**Source passage**.
==*==

The architecture is designed to support 24/7 transactions, integration with Swift messaging for international transfers, and API connections that natively communicate with existing institutional workflows. For large investors who have historically avoided Bitcoin due to operational friction and technical complexity, this setup removes most obstacles.
Integrated Digital Asset Platform: from theory to practice
Citi’s Integrated Digital Asset Platform was developed in phases. The initial launch will offer core custody capabilities, while more sophisticated features — such as advanced asset segregation and collateral management — will be introduced in subsequent stages. The bank has left open the possibility of strategic partnerships with blockchain technology experts to enhance the platform as it evolves.
This gradual approach contrasts with competitors like BNY Mellon and JPMorgan, which have already begun their cryptocurrency custody journeys. But Citi’s goal goes beyond offering an isolated Bitcoin product. The ambition is to enable Bitcoin to circulate within the same central banking systems used throughout the bank’s asset management operations. For a pension fund, this means applying the same reporting, compliance, and risk management protocols to Bitcoin as to any other asset class — no parallel platform, no operational exceptions.
Why this matters in the market context
Citigroup’s timing coincides with a structural shift in the institutional Bitcoin market. After the approval of spot Bitcoin exchange-traded funds (ETFs) in the U.S. in 2024, and with several large corporations adding Bitcoin to their balance sheets over recent months, institutional custody demand has accelerated.
A custody solution offered by one of the world’s largest financial centers — with the full regulatory and operational strength of an institution like Citi — adds a decisive layer of legitimacy to Bitcoin as a long-term institutional asset. It’s not just about technology; it’s about trust and true integration into core banking.

==*==

**Information provided**.
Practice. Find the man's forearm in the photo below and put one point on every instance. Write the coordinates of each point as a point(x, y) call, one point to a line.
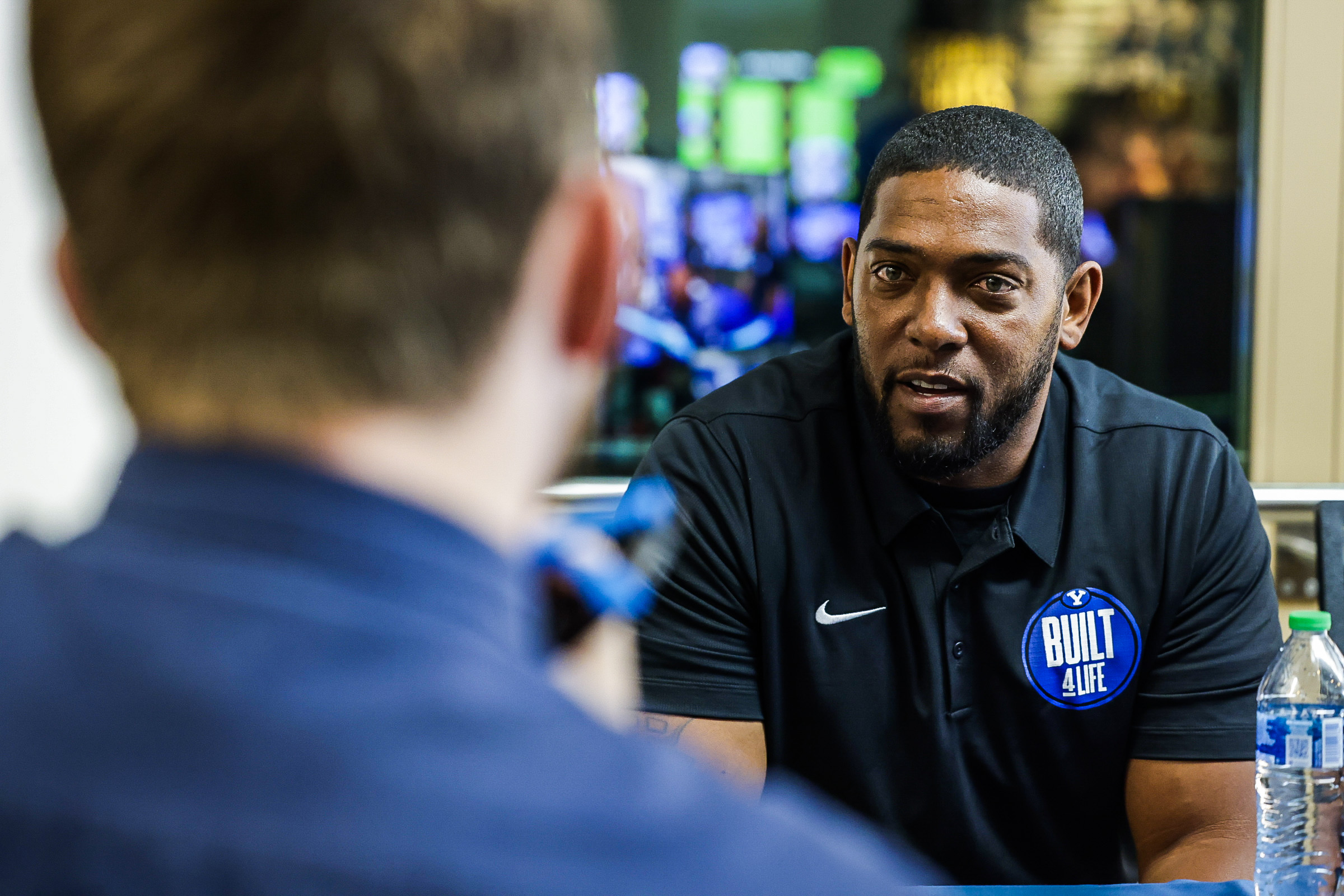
point(733, 750)
point(1193, 820)
point(1213, 855)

==*==

**Task list**.
1. In the Citi Bitcoin custody passage, what capabilities is the architecture designed to support? List them all.
2. Copy the Citi Bitcoin custody passage from "This gradual approach" to "no operational exceptions." word for word.

**Expected outputs**.
1.
- 24/7 transactions
- Integration with Swift messaging for international transfers
- API connections that natively communicate with existing institutional workflows

2.
This gradual approach contrasts with competitors like BNY Mellon and JPMorgan, which have already begun their cryptocurrency custody journeys. But Citi’s goal goes beyond offering an isolated Bitcoin product. The ambition is to enable Bitcoin to circulate within the same central banking systems used throughout the bank’s asset management operations. For a pension fund, this means applying the same reporting, compliance, and risk management protocols to Bitcoin as to any other asset class — no parallel platform, no operational exceptions.